+++ Material for the task +++

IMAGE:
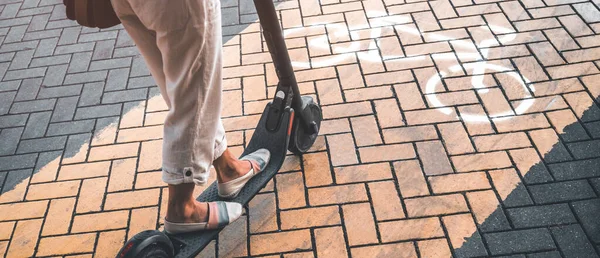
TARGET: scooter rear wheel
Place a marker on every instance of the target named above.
(300, 139)
(154, 251)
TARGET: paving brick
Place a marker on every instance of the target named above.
(561, 191)
(46, 167)
(15, 185)
(432, 155)
(100, 221)
(72, 127)
(482, 161)
(510, 188)
(549, 145)
(585, 212)
(573, 242)
(428, 116)
(385, 200)
(310, 217)
(109, 243)
(479, 126)
(434, 248)
(59, 216)
(142, 219)
(455, 138)
(117, 151)
(65, 109)
(362, 173)
(487, 211)
(280, 242)
(53, 190)
(583, 106)
(85, 77)
(29, 89)
(42, 144)
(32, 106)
(330, 242)
(91, 94)
(6, 229)
(347, 110)
(290, 191)
(389, 250)
(262, 213)
(342, 150)
(17, 161)
(530, 240)
(410, 229)
(530, 166)
(150, 156)
(409, 96)
(10, 140)
(567, 126)
(365, 130)
(25, 238)
(409, 134)
(586, 149)
(91, 195)
(435, 205)
(411, 179)
(336, 194)
(459, 182)
(316, 171)
(387, 153)
(538, 216)
(59, 91)
(461, 227)
(360, 225)
(575, 25)
(77, 244)
(572, 70)
(501, 141)
(137, 198)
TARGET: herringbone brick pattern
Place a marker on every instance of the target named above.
(465, 128)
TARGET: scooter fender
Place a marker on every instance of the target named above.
(144, 239)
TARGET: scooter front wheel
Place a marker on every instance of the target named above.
(155, 251)
(301, 139)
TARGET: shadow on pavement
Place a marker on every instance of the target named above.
(554, 209)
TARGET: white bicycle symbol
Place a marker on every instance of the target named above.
(372, 55)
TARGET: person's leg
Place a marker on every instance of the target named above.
(182, 206)
(183, 52)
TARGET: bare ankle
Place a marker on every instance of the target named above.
(182, 207)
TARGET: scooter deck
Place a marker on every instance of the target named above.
(190, 244)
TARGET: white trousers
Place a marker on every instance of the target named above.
(182, 44)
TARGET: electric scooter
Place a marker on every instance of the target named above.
(290, 122)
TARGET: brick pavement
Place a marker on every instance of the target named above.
(463, 128)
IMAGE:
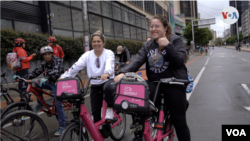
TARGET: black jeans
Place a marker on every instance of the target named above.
(176, 102)
(22, 86)
(96, 97)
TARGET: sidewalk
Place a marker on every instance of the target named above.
(244, 48)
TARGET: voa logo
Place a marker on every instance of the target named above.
(230, 15)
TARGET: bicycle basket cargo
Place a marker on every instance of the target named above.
(68, 85)
(132, 96)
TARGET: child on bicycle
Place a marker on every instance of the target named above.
(53, 68)
(164, 57)
(99, 61)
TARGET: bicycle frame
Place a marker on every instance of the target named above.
(92, 127)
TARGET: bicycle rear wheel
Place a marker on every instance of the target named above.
(71, 133)
(23, 125)
(118, 131)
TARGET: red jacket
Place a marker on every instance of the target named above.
(22, 55)
(58, 51)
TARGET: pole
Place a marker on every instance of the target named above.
(193, 34)
(237, 23)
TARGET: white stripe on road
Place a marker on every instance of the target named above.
(196, 80)
(211, 53)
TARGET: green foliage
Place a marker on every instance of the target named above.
(202, 36)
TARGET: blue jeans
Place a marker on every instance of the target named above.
(59, 107)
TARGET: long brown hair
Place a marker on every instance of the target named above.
(164, 20)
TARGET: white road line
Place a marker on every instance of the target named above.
(246, 88)
(211, 53)
(196, 80)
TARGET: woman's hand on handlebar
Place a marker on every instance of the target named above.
(104, 76)
(118, 77)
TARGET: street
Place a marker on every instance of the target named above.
(218, 97)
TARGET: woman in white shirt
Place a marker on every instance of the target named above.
(99, 62)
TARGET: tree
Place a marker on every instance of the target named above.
(202, 36)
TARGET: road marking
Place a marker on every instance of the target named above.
(211, 53)
(246, 88)
(196, 80)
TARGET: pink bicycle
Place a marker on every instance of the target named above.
(131, 98)
(82, 123)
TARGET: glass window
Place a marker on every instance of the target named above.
(76, 3)
(132, 18)
(77, 20)
(118, 29)
(95, 23)
(62, 33)
(27, 27)
(94, 6)
(5, 23)
(106, 9)
(108, 27)
(139, 36)
(61, 16)
(78, 34)
(138, 21)
(63, 1)
(116, 13)
(125, 17)
(133, 32)
(35, 2)
(126, 31)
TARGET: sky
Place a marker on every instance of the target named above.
(212, 9)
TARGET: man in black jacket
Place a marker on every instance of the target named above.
(52, 68)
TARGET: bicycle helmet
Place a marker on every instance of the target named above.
(19, 42)
(46, 49)
(51, 39)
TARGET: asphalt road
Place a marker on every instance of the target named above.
(218, 97)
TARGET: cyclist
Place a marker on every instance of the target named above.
(53, 67)
(99, 61)
(25, 61)
(56, 48)
(164, 59)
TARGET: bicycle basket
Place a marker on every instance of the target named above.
(132, 96)
(69, 85)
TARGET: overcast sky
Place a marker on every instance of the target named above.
(212, 9)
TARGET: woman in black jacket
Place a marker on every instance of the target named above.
(164, 55)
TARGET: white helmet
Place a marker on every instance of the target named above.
(46, 49)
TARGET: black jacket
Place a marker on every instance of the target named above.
(176, 52)
(51, 71)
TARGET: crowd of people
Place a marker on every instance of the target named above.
(164, 54)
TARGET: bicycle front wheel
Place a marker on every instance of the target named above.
(23, 125)
(117, 132)
(72, 132)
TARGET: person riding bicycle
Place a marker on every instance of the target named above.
(56, 48)
(164, 56)
(25, 62)
(99, 61)
(53, 68)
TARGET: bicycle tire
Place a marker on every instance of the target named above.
(75, 127)
(10, 108)
(33, 117)
(121, 132)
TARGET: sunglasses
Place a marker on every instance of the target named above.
(97, 62)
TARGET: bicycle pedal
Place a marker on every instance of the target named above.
(158, 126)
(135, 128)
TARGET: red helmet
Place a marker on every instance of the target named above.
(51, 39)
(19, 41)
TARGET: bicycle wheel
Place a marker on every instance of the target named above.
(23, 125)
(118, 131)
(71, 133)
(14, 107)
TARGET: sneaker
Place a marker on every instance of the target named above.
(59, 131)
(109, 114)
(38, 108)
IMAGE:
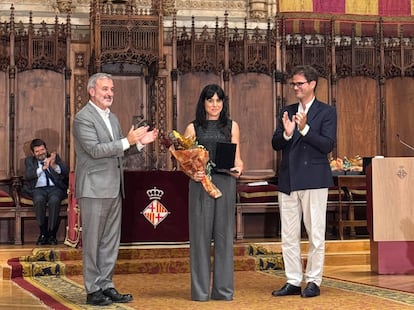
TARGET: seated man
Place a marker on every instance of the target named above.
(46, 181)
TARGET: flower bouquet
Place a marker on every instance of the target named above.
(192, 158)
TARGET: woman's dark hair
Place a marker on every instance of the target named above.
(37, 142)
(207, 93)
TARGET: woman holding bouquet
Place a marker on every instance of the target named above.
(213, 218)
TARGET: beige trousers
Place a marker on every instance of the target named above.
(311, 206)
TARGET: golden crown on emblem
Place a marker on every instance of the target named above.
(155, 193)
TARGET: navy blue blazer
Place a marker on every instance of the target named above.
(305, 163)
(31, 165)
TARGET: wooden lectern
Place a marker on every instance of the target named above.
(392, 208)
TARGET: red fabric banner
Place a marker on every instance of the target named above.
(394, 7)
(329, 6)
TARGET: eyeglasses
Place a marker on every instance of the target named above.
(298, 84)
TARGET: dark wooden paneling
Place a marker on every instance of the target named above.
(40, 110)
(252, 107)
(399, 104)
(129, 100)
(4, 127)
(358, 117)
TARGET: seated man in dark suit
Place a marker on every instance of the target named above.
(46, 181)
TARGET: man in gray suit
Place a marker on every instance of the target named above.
(99, 148)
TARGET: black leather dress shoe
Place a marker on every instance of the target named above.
(311, 290)
(52, 240)
(113, 294)
(42, 240)
(288, 289)
(98, 299)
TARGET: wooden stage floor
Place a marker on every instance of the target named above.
(12, 297)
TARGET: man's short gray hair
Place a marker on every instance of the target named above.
(97, 76)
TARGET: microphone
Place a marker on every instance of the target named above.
(404, 143)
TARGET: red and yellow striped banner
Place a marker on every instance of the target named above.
(356, 7)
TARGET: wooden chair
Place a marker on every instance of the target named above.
(355, 189)
(332, 218)
(7, 203)
(25, 210)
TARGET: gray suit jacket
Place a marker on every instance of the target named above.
(99, 168)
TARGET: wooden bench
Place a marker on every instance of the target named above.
(260, 199)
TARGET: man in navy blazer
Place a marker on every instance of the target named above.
(46, 182)
(306, 134)
(100, 147)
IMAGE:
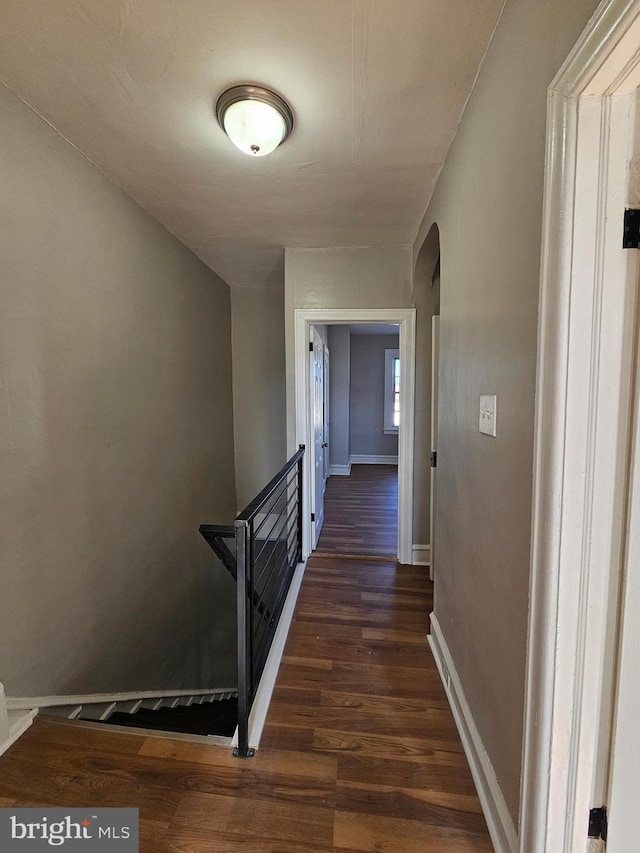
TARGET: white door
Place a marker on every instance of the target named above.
(325, 444)
(317, 386)
(435, 354)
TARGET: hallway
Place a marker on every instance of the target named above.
(361, 513)
(360, 751)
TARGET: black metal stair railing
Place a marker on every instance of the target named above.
(268, 547)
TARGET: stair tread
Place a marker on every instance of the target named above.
(215, 718)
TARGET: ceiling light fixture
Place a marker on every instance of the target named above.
(255, 119)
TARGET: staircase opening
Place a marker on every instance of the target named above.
(265, 550)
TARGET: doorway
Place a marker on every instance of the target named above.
(305, 320)
(362, 412)
(584, 395)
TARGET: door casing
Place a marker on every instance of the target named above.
(583, 394)
(406, 320)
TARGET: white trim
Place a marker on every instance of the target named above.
(390, 355)
(340, 470)
(372, 459)
(421, 555)
(264, 692)
(13, 724)
(405, 318)
(582, 393)
(30, 702)
(501, 827)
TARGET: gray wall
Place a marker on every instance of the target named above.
(116, 434)
(258, 387)
(339, 385)
(352, 277)
(367, 436)
(426, 288)
(490, 191)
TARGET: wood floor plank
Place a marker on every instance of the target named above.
(396, 835)
(411, 804)
(361, 512)
(210, 817)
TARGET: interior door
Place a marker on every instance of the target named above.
(325, 444)
(317, 385)
(435, 350)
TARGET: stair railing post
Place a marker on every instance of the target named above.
(299, 487)
(244, 664)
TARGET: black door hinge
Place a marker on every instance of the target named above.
(631, 236)
(598, 823)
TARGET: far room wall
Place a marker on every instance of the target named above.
(366, 421)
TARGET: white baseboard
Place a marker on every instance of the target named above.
(12, 723)
(366, 459)
(340, 470)
(501, 827)
(262, 699)
(421, 555)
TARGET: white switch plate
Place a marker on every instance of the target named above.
(488, 414)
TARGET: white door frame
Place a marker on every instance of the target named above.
(587, 313)
(406, 319)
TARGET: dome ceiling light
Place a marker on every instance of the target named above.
(255, 119)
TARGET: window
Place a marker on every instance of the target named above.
(391, 390)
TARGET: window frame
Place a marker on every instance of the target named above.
(390, 355)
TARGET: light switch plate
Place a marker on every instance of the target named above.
(488, 414)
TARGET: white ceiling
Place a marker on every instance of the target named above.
(377, 88)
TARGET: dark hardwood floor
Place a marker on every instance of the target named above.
(360, 751)
(361, 513)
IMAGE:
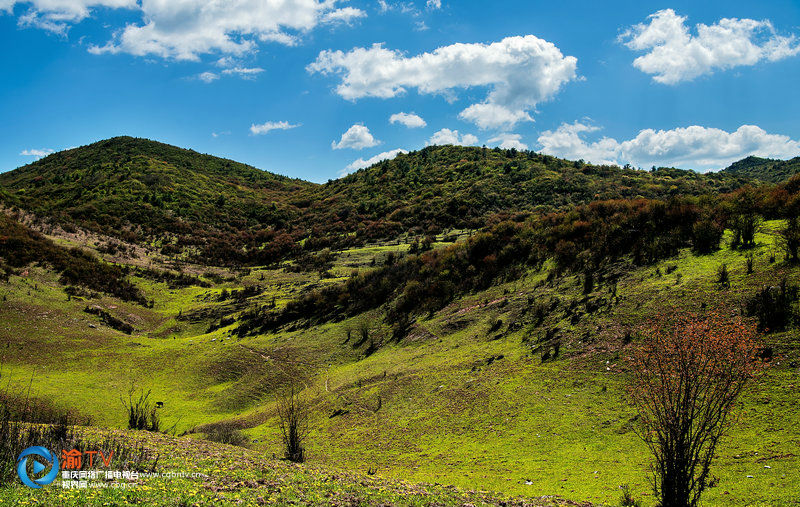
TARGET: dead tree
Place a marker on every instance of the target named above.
(686, 375)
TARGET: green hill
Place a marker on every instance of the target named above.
(225, 212)
(144, 191)
(764, 169)
(492, 362)
(461, 187)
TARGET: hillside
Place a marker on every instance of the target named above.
(440, 187)
(197, 206)
(148, 192)
(764, 169)
(229, 476)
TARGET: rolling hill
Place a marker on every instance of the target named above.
(490, 360)
(202, 207)
(764, 169)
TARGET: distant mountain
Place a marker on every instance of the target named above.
(142, 190)
(765, 169)
(221, 211)
(457, 186)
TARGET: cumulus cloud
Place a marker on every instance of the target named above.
(208, 77)
(269, 126)
(519, 73)
(675, 55)
(361, 163)
(187, 29)
(357, 137)
(410, 120)
(56, 15)
(508, 141)
(243, 72)
(36, 153)
(447, 136)
(693, 147)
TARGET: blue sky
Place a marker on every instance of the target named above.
(308, 88)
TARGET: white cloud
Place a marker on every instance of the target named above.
(36, 153)
(410, 120)
(519, 72)
(488, 116)
(676, 55)
(344, 15)
(186, 29)
(357, 137)
(361, 163)
(266, 127)
(244, 72)
(447, 136)
(56, 15)
(508, 141)
(207, 77)
(693, 147)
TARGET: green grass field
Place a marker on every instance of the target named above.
(465, 400)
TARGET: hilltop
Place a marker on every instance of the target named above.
(144, 191)
(217, 211)
(491, 359)
(764, 169)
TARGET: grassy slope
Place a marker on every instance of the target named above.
(157, 194)
(236, 476)
(451, 411)
(123, 183)
(765, 169)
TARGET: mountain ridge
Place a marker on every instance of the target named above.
(185, 202)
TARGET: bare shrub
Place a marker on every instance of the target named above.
(293, 414)
(686, 375)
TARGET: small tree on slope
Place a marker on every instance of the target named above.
(685, 378)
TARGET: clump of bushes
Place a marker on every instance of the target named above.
(225, 433)
(774, 307)
(26, 422)
(141, 411)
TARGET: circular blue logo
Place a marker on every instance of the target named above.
(32, 453)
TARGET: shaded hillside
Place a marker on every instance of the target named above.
(455, 186)
(142, 190)
(221, 212)
(764, 169)
(20, 247)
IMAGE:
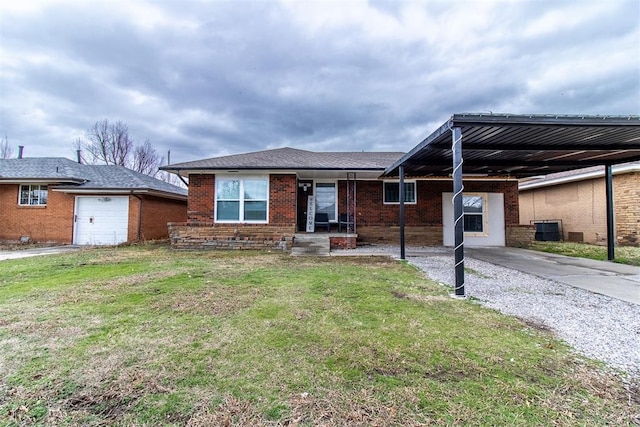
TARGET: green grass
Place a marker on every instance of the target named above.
(147, 336)
(623, 254)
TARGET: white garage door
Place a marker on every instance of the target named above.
(101, 220)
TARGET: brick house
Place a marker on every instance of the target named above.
(264, 199)
(576, 200)
(57, 200)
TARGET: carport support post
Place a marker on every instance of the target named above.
(401, 200)
(610, 218)
(458, 212)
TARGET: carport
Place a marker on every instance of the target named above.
(518, 146)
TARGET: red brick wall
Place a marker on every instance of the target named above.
(371, 211)
(282, 200)
(53, 223)
(156, 213)
(201, 199)
(50, 223)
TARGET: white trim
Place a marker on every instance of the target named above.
(485, 214)
(531, 184)
(396, 181)
(335, 194)
(39, 189)
(242, 179)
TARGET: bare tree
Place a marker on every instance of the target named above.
(146, 159)
(6, 151)
(110, 143)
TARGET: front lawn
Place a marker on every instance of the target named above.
(623, 254)
(148, 336)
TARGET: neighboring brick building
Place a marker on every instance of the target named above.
(262, 199)
(56, 200)
(578, 200)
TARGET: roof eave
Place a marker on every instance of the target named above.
(531, 185)
(123, 191)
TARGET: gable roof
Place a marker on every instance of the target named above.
(72, 177)
(575, 175)
(292, 159)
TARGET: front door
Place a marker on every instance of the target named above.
(305, 189)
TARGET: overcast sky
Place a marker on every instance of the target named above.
(209, 78)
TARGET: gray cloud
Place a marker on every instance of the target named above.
(209, 78)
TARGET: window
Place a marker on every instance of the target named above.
(242, 199)
(474, 206)
(392, 192)
(33, 195)
(326, 199)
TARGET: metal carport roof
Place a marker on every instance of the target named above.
(519, 146)
(525, 145)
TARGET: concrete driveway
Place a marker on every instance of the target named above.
(25, 253)
(604, 277)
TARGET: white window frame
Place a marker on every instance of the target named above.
(484, 214)
(241, 200)
(335, 195)
(397, 183)
(32, 188)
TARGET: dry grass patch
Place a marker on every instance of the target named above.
(142, 336)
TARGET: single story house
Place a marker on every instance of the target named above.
(575, 201)
(57, 200)
(263, 199)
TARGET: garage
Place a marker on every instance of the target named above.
(101, 220)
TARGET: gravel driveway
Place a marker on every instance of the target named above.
(595, 325)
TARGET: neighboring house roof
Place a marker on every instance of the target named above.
(72, 177)
(575, 175)
(292, 159)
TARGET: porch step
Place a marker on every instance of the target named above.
(310, 245)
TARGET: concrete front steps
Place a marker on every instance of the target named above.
(311, 244)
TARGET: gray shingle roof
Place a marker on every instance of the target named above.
(294, 159)
(73, 175)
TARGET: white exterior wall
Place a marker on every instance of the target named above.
(495, 232)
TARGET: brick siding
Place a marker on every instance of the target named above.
(200, 231)
(234, 236)
(581, 206)
(375, 221)
(53, 223)
(626, 192)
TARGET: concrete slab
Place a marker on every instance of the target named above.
(618, 281)
(25, 253)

+++

[Problem requirements]
Begin with the first line of the records and repeat every line up to the one with "TARGET: scooter front wheel", counting that line too. Pictures are not part of the copy.

[Exercise answer]
IMAGE:
TARGET: scooter rear wheel
Place a marker on every instance of the target named above.
(300, 139)
(154, 251)
TARGET: paving brick
Place a marker on every instance of the target named above.
(561, 191)
(46, 167)
(15, 185)
(432, 155)
(100, 221)
(72, 127)
(482, 161)
(510, 188)
(549, 145)
(585, 212)
(573, 242)
(428, 116)
(385, 200)
(310, 217)
(109, 243)
(479, 126)
(434, 248)
(59, 216)
(142, 219)
(455, 138)
(117, 151)
(65, 109)
(362, 173)
(487, 211)
(280, 242)
(53, 190)
(583, 106)
(85, 77)
(29, 89)
(42, 144)
(32, 106)
(330, 242)
(91, 94)
(6, 229)
(347, 110)
(290, 191)
(389, 250)
(262, 213)
(342, 150)
(17, 161)
(530, 240)
(410, 229)
(530, 166)
(150, 156)
(409, 96)
(10, 140)
(567, 126)
(365, 130)
(25, 238)
(409, 134)
(586, 149)
(91, 195)
(435, 205)
(411, 179)
(336, 194)
(459, 182)
(316, 171)
(387, 153)
(538, 216)
(59, 91)
(461, 227)
(360, 225)
(575, 25)
(77, 244)
(572, 70)
(501, 141)
(137, 198)
TARGET: herringbone brick pattern
Place a marker on every instance of the target named above.
(465, 128)
TARGET: scooter fender
Place a marker on every instance of the target named above.
(144, 239)
TARGET: scooter front wheel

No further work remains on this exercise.